* **TASK DETAILS**
Do not carry the pictures over; copy every other part of the entries exactly.

* **SOURCE MATERIAL**
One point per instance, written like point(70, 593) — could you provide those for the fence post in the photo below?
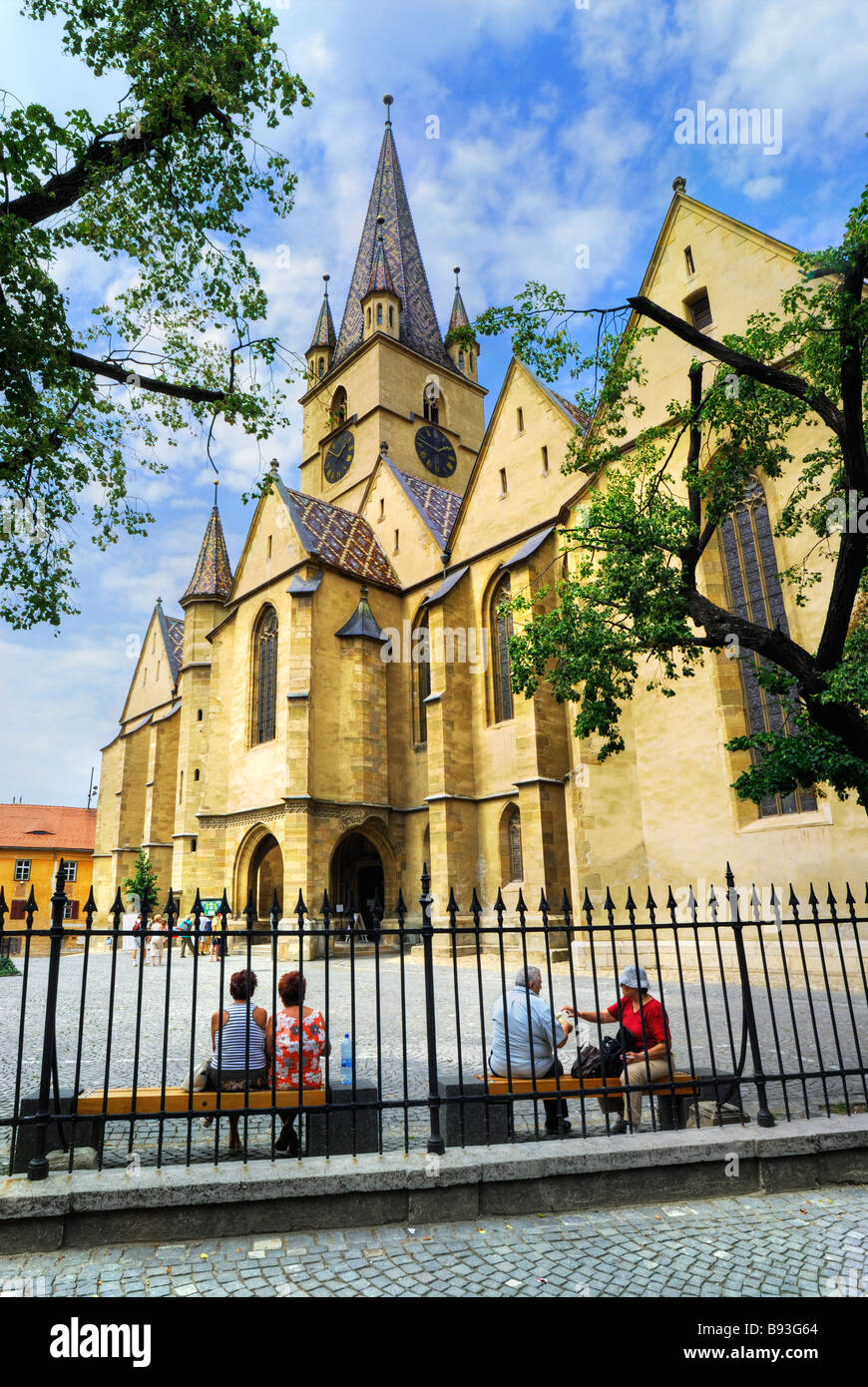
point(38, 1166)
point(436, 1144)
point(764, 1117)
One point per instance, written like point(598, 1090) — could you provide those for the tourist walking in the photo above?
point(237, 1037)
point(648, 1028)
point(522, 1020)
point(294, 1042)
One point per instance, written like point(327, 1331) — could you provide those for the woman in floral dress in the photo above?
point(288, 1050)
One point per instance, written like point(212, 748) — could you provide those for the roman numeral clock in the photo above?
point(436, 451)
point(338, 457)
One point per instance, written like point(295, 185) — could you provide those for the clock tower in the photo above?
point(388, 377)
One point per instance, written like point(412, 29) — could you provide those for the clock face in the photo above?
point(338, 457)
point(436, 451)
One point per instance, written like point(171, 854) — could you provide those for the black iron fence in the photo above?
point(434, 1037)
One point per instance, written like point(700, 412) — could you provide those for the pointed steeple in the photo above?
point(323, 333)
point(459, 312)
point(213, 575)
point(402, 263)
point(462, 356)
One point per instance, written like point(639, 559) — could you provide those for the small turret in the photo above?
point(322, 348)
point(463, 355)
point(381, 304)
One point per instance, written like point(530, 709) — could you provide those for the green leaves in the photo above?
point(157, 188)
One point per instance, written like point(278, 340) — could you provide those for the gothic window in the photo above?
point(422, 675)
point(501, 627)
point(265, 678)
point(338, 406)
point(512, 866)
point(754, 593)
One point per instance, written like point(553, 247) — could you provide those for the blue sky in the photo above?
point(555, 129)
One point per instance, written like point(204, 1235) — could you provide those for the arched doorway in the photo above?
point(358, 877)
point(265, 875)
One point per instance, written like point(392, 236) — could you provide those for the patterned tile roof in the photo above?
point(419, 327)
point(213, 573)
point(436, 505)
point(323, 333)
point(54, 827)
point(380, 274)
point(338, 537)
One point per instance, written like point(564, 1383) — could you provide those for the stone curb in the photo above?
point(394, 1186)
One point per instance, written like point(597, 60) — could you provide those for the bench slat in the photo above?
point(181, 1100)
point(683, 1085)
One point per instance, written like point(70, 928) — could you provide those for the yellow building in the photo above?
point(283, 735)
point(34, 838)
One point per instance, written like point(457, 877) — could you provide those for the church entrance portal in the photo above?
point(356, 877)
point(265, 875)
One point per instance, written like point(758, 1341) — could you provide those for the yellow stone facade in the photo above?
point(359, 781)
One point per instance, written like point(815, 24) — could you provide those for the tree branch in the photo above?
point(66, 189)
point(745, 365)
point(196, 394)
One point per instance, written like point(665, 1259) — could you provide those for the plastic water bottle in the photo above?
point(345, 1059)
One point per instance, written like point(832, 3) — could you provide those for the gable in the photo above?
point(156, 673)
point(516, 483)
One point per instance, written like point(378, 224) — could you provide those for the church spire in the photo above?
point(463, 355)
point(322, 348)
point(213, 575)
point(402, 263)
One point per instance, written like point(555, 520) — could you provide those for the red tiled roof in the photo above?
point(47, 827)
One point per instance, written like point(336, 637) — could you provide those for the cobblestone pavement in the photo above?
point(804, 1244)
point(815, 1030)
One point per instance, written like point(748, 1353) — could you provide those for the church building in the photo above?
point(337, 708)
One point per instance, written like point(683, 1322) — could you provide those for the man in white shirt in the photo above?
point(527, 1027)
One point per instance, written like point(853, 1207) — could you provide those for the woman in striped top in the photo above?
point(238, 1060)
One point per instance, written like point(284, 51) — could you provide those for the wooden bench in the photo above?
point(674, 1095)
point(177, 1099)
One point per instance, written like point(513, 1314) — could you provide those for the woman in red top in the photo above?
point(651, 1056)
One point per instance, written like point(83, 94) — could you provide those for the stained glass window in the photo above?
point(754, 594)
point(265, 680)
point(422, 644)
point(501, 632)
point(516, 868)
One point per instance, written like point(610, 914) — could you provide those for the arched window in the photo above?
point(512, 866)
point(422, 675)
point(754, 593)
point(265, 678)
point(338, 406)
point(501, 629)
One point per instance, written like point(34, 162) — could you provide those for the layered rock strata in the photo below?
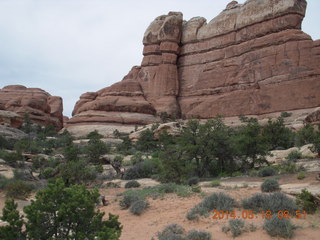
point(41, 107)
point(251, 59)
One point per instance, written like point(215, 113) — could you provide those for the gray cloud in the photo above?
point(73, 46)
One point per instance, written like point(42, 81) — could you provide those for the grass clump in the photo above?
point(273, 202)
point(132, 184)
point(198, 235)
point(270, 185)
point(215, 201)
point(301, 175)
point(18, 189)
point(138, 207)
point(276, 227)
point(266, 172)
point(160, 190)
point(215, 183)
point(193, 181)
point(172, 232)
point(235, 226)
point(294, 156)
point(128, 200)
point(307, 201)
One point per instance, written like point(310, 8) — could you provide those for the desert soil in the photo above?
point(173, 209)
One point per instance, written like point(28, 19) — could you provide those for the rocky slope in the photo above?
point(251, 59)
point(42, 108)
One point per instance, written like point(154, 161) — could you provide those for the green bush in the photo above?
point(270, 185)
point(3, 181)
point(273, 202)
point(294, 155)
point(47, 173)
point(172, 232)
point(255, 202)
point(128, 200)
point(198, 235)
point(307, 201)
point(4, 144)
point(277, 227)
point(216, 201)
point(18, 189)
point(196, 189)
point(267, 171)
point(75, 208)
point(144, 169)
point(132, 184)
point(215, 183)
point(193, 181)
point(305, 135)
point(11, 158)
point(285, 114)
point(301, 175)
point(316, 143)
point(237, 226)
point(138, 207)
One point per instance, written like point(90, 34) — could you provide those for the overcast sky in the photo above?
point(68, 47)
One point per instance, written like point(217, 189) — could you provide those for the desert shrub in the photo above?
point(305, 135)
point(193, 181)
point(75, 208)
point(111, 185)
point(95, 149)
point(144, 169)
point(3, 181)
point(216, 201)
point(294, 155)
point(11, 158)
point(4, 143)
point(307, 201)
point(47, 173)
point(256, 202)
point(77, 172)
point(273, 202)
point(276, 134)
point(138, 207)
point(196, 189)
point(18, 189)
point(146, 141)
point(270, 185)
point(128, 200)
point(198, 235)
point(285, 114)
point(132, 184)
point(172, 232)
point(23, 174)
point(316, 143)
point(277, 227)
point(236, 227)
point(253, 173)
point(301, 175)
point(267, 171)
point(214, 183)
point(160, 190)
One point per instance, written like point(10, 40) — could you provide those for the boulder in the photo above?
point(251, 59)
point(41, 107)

* **RESPONSE FOR THIS EXERCISE**
One point per instance, written like point(70, 593) — could you provide those for the fence post in the photo below?
point(38, 1166)
point(436, 1144)
point(764, 1117)
One point per instance, written like point(598, 1090) — could you provide those for the tourist walking in the photo above?
point(237, 1037)
point(648, 1028)
point(522, 1020)
point(294, 1042)
One point per instance, written like point(327, 1331) — could you provide those for the woman in floral dress in the photo above?
point(288, 1050)
One point per instance, written like point(212, 748) — could you provide those for the roman numeral clock in the photo above?
point(436, 451)
point(338, 457)
One point per instance, written like point(295, 185) — could you provide those for the clock tower in the photo above?
point(388, 377)
One point per instance, written like point(412, 29) — could you provide those for the clock face in the photo above?
point(338, 457)
point(436, 451)
One point per instance, written like point(171, 854) — could you provide those for the black iron fence in the photo above?
point(434, 1037)
One point per instance, written like point(700, 412) — could you provide those for the pointed steeple in the photo above?
point(323, 333)
point(459, 312)
point(213, 575)
point(402, 263)
point(462, 356)
One point per instance, written like point(639, 559) — could you provide those for the small turret in the photo above?
point(322, 348)
point(463, 355)
point(381, 304)
One point per instance, written like point(530, 709) — could you provide those for the green leaves in the photo above?
point(157, 188)
One point per instance, written like point(278, 340) — could you provide those for the gothic window in the photo above?
point(422, 675)
point(501, 627)
point(265, 678)
point(338, 406)
point(512, 866)
point(754, 593)
One point per instance, written like point(553, 247) — could you provide those for the blue sky in the photo above?
point(555, 129)
One point per instance, written like point(204, 1235) — could you provide those for the arched doorway in the photo above?
point(358, 877)
point(265, 875)
One point per instance, written like point(392, 236) — could you provide those for the patterned tile roof in the photo above?
point(419, 327)
point(213, 573)
point(436, 505)
point(323, 333)
point(54, 827)
point(380, 274)
point(338, 537)
One point per instance, written like point(564, 1383) — could you provide those for the stone curb in the photo above?
point(394, 1186)
One point per instance, written like point(597, 60) — could you provide those for the bench slat in the photo above?
point(181, 1100)
point(683, 1085)
One point per instance, written like point(70, 928) — could you provide those for the yellow building in the photo above?
point(283, 735)
point(34, 838)
One point per instance, written like point(457, 877) — could you provide those for the church entrance portal in the photo above?
point(356, 877)
point(265, 875)
One point per instance, written like point(758, 1341) — could you provide those for the yellow stone facade in the photo above?
point(359, 781)
One point per instance, written like point(815, 24) — could you provide those for the tree branch in the photo above?
point(66, 189)
point(745, 365)
point(196, 394)
One point per instance, written like point(665, 1259) — could you provide those for the plastic water bottle in the photo above?
point(345, 1059)
One point per instance, written like point(832, 3) — could you provide those for the gable in the photo above?
point(156, 673)
point(516, 483)
One point per instance, written like point(378, 224) — could you provide those for the church spire in the photo above?
point(463, 355)
point(322, 348)
point(213, 575)
point(402, 263)
One point per instance, written like point(555, 520) — could you provide those for the red tiled roof in the photo above?
point(47, 827)
One point per instance, written like point(336, 637) — could you provide those for the cobblestone pavement in the photo above?
point(804, 1244)
point(815, 1030)
One point per instance, written like point(748, 1353) — could you provide those for the church building in the photo above?
point(337, 708)
One point per instance, written like point(683, 1322) — could you provide those for the man in white shirt in the photo above?
point(527, 1027)
One point per instance, written like point(853, 1207) — could you provide those for the woman in striped top in the photo above?
point(238, 1060)
One point per instance, written like point(284, 51) — could you provide those for the wooden bench in the photo above?
point(674, 1095)
point(177, 1099)
One point per instance, written like point(513, 1314) — could you provide those for the woman in red top in the photo above?
point(651, 1056)
One point per instance, written like point(83, 94) — could you provide those for the stained glass window in the photo above?
point(754, 594)
point(265, 680)
point(422, 644)
point(501, 632)
point(516, 868)
One point per instance, written like point(610, 914) — could you provide those for the arched window in the photo above?
point(512, 866)
point(422, 675)
point(754, 593)
point(265, 678)
point(338, 406)
point(501, 629)
One point per instance, written like point(34, 162) — could you provide those for the layered rock strata in the photo below?
point(41, 107)
point(251, 59)
One point per instance, written like point(215, 113) — could you provide those for the gray cloud in the photo above?
point(73, 46)
One point per instance, written like point(42, 81) — could you provide those for the grass clump in the photo above?
point(273, 202)
point(132, 184)
point(198, 235)
point(270, 185)
point(215, 201)
point(301, 175)
point(18, 189)
point(138, 207)
point(276, 227)
point(266, 172)
point(160, 190)
point(215, 183)
point(193, 181)
point(172, 232)
point(235, 226)
point(294, 156)
point(128, 200)
point(307, 201)
One point per instance, written like point(310, 8) — could you provide those for the desert soil in the photo above?
point(173, 209)
One point per instance, written like point(28, 19) — could you provide those for the rocky slope in the photo above?
point(251, 59)
point(42, 108)
One point per instance, written like point(154, 161) — could you provide those for the green bush in the photo above?
point(270, 185)
point(3, 181)
point(273, 202)
point(294, 155)
point(47, 173)
point(172, 232)
point(255, 202)
point(128, 200)
point(198, 235)
point(307, 201)
point(4, 144)
point(277, 227)
point(216, 201)
point(18, 189)
point(196, 189)
point(267, 171)
point(75, 208)
point(144, 169)
point(132, 184)
point(215, 183)
point(193, 181)
point(305, 135)
point(11, 158)
point(285, 114)
point(301, 175)
point(316, 143)
point(237, 226)
point(138, 207)
One point per instance, written like point(90, 34) — could you provide those for the overcast sky in the photo above?
point(68, 47)
One point per instance, written like point(217, 189) — could you provide those for the desert shrub in the photo above?
point(305, 135)
point(193, 181)
point(75, 208)
point(111, 185)
point(95, 149)
point(144, 169)
point(3, 181)
point(216, 201)
point(294, 155)
point(11, 158)
point(4, 143)
point(307, 201)
point(47, 173)
point(256, 202)
point(77, 172)
point(273, 202)
point(276, 134)
point(138, 207)
point(196, 189)
point(18, 189)
point(146, 141)
point(270, 185)
point(128, 200)
point(198, 235)
point(285, 114)
point(132, 184)
point(172, 232)
point(23, 174)
point(316, 143)
point(277, 227)
point(236, 227)
point(253, 173)
point(301, 175)
point(267, 171)
point(214, 183)
point(160, 190)
One point per instance, written like point(10, 40) — could you provide those for the boulder in the photo above?
point(251, 59)
point(41, 107)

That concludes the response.